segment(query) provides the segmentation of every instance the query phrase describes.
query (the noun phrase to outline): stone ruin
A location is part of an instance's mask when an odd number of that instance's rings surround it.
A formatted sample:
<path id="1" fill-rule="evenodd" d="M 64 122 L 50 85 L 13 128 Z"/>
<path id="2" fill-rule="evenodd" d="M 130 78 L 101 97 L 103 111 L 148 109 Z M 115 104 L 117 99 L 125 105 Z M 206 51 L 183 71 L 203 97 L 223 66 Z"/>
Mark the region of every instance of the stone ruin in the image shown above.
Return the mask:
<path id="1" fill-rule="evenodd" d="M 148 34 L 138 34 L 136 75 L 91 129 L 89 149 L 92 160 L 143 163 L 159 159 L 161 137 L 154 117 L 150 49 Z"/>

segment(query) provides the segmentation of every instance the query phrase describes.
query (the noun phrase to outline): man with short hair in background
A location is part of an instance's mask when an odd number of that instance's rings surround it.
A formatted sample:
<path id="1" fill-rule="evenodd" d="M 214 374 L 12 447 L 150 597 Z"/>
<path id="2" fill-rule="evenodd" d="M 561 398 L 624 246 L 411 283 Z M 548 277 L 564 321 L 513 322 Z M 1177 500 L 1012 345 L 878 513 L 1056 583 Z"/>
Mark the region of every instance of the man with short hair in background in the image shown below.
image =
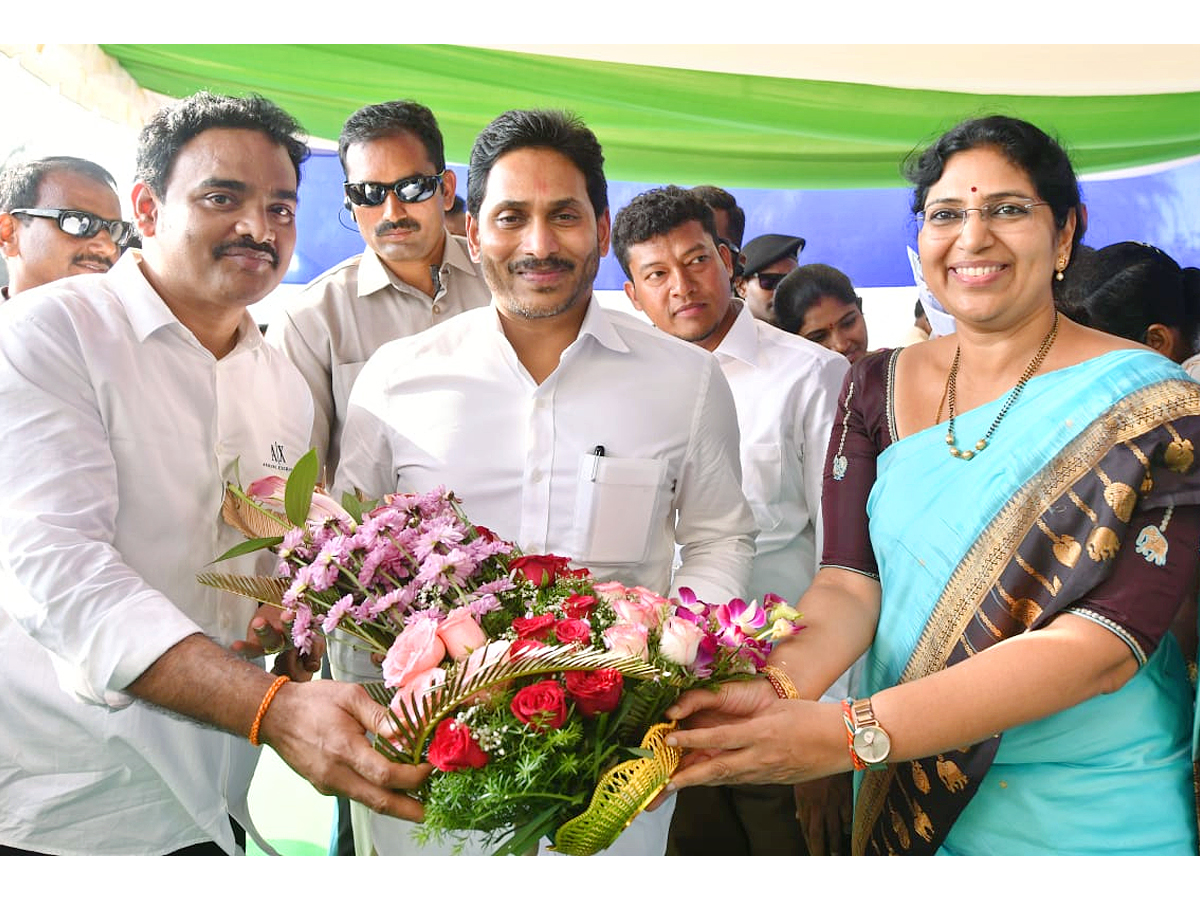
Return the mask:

========================================================================

→ **Request**
Recast every line of the records above as a JSON list of strings, one string per line, skipping blank lines and leaving out the pictures.

→ **Solved exercise**
[
  "segment(query) provides the segmentation of every instance the query phrase describes.",
  "query (the noun phrase to outline): stone ruin",
  "A location is part of an instance's mask when an odd number of that instance's rings surround it.",
  "A formatted sample:",
  "<path id=\"1\" fill-rule=\"evenodd\" d=\"M 64 122 L 50 85 L 13 128 Z\"/>",
  "<path id=\"2\" fill-rule=\"evenodd\" d=\"M 130 78 L 101 97 L 103 111 L 148 109 Z M 115 104 L 117 99 L 125 105 Z M 206 51 L 183 71 L 203 97 L 223 66 Z\"/>",
  "Mark the region of every instance of the stone ruin in the image shown above.",
  "Return the mask:",
  "<path id=\"1\" fill-rule=\"evenodd\" d=\"M 148 34 L 138 34 L 136 75 L 91 129 L 89 149 L 92 160 L 143 163 L 159 159 L 161 137 L 154 117 L 150 49 Z\"/>",
  "segment(query) provides the segmentation of every instance the query phrase describes.",
  "query (the noun phrase to outline): man with short hair in background",
  "A location is part of an instance's mask when an odd number of that instance's rings surround it.",
  "A formatted sample:",
  "<path id=\"1\" fill-rule=\"evenodd\" d=\"M 214 374 L 12 447 L 150 597 Z\"/>",
  "<path id=\"2\" fill-rule=\"evenodd\" d=\"M 561 398 L 624 246 L 411 283 Z M 548 277 L 564 321 L 513 322 Z M 1177 500 L 1012 345 L 878 513 L 1056 583 Z\"/>",
  "Mark the region of every instance of the man with short hair in background in the image shown below.",
  "image =",
  "Return the mask:"
]